◆ PASSAGE CITÉ
Pour moi, il n’y a rien de pire dans la vie d’adulte que de chercher un emploi en ligne. Défiler à travers une infinité de pages sur Indeed et décortiquer l’ensemble des buzzwords corporatifs de notre siècle comme « synergie », « joueur d’équipe » ou encore l’anxiogène « environnement rapide » ne fait pas partie de mes passions. En fait, le pire du pire, c’est quand je suis prise devant mon écran à essayer de deviner ce que « salaire compétitif » veut dire. Non, pour vrai, c’est quoi? Je suis certaine de ne pas être la seule qui voit ces deux mots-là dans une offre d’emploi et qui assume immédiatement que c’est de la bullshit, une description floue pour se trouver des candidats à sous-payer.

Indeed définit un « salaire compétitif » ainsi : « une compensation qui inclut un salaire plus haut et des bénéfices plus généreux que ce qui est offert dans un poste ou une compagnie similaire ». Mais puisqu’on fait partie d’une culture qui considère les salaires tabous et où même en parler est un problème, comment est-ce qu’on fait pour savoir si le salaire offert est réellement compétitif?

La Loi sur l’équité salariale va-t-elle changer les choses? Un instant…

Qu’est-ce que c’est, en fait?

L’année dernière, la Loi sur l’équité salariale est entrée en vigueur1. Les employeurs sont tenus d’évaluer les lacunes salariales entre les genres et de créer un plan concret pour y remédier. Si ça ne vous dit rien, c’est peut-être parce que ces employeurs ont une période confortable de 3 à 5 ans pour que ça se fasse. Pour vous sauver un peu de temps, voici le TL;DR :

  • L’employeur est responsable d’évaluer les pratiques salariales et d’établir un plan d’équité salariale ou un comité d’équité salariale.

◆ TRAVAIL DEMANDÉ
Citez, s'il vous plaît, tout ce qui va de « L’année dernière, la » jusqu'à « comité d’équité salariale. » dans le passage ci-dessus sur la recherche d'emploi et l'équité salariale.

◆ DONNÉES FOURNIES
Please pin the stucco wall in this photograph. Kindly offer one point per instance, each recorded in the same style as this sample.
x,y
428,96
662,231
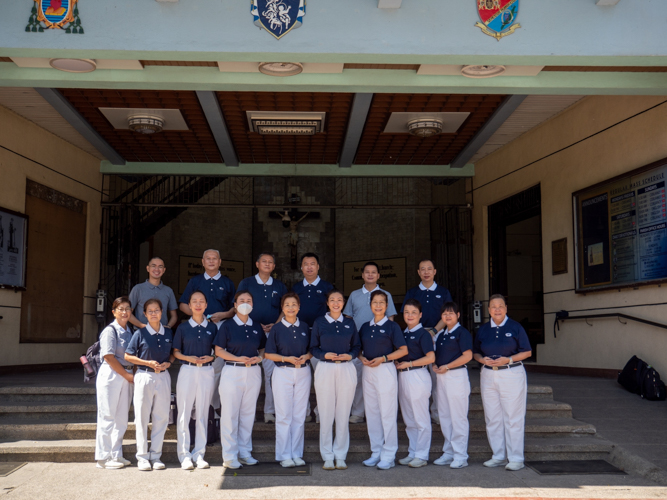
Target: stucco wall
x,y
635,135
73,172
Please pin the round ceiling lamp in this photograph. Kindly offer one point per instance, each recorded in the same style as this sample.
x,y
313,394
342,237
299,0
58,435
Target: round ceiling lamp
x,y
280,69
145,124
73,65
482,71
425,127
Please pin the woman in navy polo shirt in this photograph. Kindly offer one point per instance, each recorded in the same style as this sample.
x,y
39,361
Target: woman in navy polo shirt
x,y
500,346
453,349
335,341
381,342
414,385
193,345
150,351
288,347
240,342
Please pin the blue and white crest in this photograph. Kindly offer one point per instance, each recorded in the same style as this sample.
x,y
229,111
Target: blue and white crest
x,y
278,17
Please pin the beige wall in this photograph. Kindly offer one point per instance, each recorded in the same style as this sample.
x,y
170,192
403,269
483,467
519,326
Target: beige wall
x,y
67,165
636,142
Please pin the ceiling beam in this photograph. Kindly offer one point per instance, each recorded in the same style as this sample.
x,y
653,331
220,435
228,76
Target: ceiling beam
x,y
74,118
502,113
355,127
211,106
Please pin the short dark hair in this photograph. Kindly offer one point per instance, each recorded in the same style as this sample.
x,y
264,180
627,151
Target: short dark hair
x,y
310,254
413,303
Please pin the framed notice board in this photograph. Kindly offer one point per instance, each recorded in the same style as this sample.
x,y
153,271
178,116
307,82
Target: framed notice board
x,y
621,230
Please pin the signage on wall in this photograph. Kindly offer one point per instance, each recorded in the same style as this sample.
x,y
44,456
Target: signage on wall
x,y
392,276
498,17
278,17
621,230
191,266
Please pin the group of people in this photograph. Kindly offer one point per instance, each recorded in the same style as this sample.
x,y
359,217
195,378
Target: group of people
x,y
364,366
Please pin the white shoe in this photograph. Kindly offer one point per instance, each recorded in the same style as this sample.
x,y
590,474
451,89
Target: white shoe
x,y
248,460
144,465
157,465
494,463
443,460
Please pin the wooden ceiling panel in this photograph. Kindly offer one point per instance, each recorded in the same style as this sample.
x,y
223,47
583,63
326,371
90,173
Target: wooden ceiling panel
x,y
196,145
378,148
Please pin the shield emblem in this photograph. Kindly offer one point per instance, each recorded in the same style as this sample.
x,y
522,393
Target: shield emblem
x,y
498,17
278,17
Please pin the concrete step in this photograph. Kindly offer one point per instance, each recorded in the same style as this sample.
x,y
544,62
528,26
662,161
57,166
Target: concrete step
x,y
83,450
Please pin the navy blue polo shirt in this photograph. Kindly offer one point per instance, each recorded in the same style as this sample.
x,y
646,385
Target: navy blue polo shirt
x,y
219,291
431,299
195,340
450,345
241,339
502,340
149,345
313,298
380,339
265,298
419,342
286,339
339,336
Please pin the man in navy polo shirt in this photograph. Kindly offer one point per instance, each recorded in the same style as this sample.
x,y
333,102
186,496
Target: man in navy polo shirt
x,y
266,294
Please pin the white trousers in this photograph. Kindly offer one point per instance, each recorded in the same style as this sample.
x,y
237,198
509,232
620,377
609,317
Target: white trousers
x,y
268,366
504,399
453,390
380,396
114,394
194,387
239,389
414,392
291,387
334,387
152,398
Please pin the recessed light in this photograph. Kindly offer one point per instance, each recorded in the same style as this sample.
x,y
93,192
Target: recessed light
x,y
73,65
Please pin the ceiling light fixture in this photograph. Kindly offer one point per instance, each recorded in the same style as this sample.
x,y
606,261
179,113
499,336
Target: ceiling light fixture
x,y
73,65
145,124
280,69
483,71
425,127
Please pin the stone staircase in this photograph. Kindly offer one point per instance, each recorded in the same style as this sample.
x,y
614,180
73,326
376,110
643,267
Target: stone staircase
x,y
57,424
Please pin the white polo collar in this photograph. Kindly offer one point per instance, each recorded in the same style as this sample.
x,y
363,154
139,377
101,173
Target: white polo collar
x,y
153,332
314,283
194,324
379,323
331,320
238,321
269,282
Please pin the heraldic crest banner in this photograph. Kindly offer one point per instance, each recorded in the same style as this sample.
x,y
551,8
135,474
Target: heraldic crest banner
x,y
278,17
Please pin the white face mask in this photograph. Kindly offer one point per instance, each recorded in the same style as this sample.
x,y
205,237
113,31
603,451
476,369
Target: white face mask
x,y
244,309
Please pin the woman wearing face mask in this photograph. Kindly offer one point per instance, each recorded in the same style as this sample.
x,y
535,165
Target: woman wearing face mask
x,y
288,347
335,342
453,349
193,345
240,343
414,385
381,343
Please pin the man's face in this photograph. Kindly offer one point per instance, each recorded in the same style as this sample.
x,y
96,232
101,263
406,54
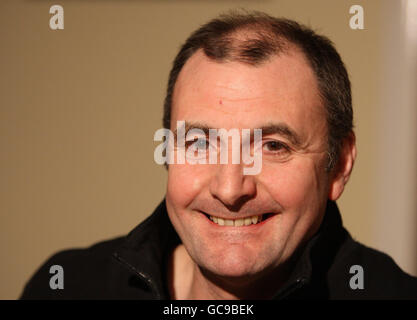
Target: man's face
x,y
292,188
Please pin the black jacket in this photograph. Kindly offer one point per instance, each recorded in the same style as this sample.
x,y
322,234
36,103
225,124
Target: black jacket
x,y
134,267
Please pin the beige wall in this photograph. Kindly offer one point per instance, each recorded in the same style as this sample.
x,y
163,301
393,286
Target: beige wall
x,y
79,107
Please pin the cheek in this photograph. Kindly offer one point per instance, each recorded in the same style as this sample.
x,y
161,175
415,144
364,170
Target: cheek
x,y
185,182
292,184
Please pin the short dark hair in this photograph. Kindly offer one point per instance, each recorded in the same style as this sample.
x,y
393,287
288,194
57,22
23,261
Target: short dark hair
x,y
252,38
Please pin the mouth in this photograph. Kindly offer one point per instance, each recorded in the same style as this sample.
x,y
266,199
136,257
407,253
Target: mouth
x,y
240,222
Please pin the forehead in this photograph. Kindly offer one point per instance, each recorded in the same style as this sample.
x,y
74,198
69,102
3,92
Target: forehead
x,y
233,94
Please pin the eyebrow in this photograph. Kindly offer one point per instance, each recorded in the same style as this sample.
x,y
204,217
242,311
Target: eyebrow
x,y
269,129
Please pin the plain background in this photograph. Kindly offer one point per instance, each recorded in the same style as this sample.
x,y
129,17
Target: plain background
x,y
79,108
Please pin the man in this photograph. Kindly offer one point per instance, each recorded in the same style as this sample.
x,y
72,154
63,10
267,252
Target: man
x,y
224,234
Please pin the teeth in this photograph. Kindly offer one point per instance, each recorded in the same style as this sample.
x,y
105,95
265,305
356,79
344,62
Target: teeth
x,y
237,222
228,222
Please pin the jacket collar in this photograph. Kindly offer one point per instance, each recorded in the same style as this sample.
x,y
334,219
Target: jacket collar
x,y
147,247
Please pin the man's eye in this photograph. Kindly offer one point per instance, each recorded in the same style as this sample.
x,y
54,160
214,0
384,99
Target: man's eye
x,y
198,144
275,147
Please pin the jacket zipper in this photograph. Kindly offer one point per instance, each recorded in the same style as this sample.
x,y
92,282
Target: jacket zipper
x,y
141,275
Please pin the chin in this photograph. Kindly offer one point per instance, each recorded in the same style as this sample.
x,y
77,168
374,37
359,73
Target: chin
x,y
232,264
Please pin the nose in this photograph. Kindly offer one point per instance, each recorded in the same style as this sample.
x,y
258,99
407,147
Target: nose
x,y
232,187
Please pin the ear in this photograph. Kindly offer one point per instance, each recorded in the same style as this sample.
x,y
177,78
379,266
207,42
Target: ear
x,y
341,172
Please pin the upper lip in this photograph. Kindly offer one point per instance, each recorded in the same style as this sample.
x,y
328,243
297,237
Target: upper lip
x,y
231,217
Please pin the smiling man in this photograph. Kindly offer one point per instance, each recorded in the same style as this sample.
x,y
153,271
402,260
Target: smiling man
x,y
224,234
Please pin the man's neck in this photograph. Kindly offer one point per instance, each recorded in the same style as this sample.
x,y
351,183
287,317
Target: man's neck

◆ SOLUTION
L’année dernière, la Loi sur l’équité salariale est entrée en vigueur1. Les employeurs sont tenus d’évaluer les lacunes salariales entre les genres et de créer un plan concret pour y remédier. Si ça ne vous dit rien, c’est peut-être parce que ces employeurs ont une période confortable de 3 à 5 ans pour que ça se fasse. Pour vous sauver un peu de temps, voici le TL;DR :

  • L’employeur est responsable d’évaluer les pratiques salariales et d’établir un plan d’équité salariale ou un comité d’équité salariale.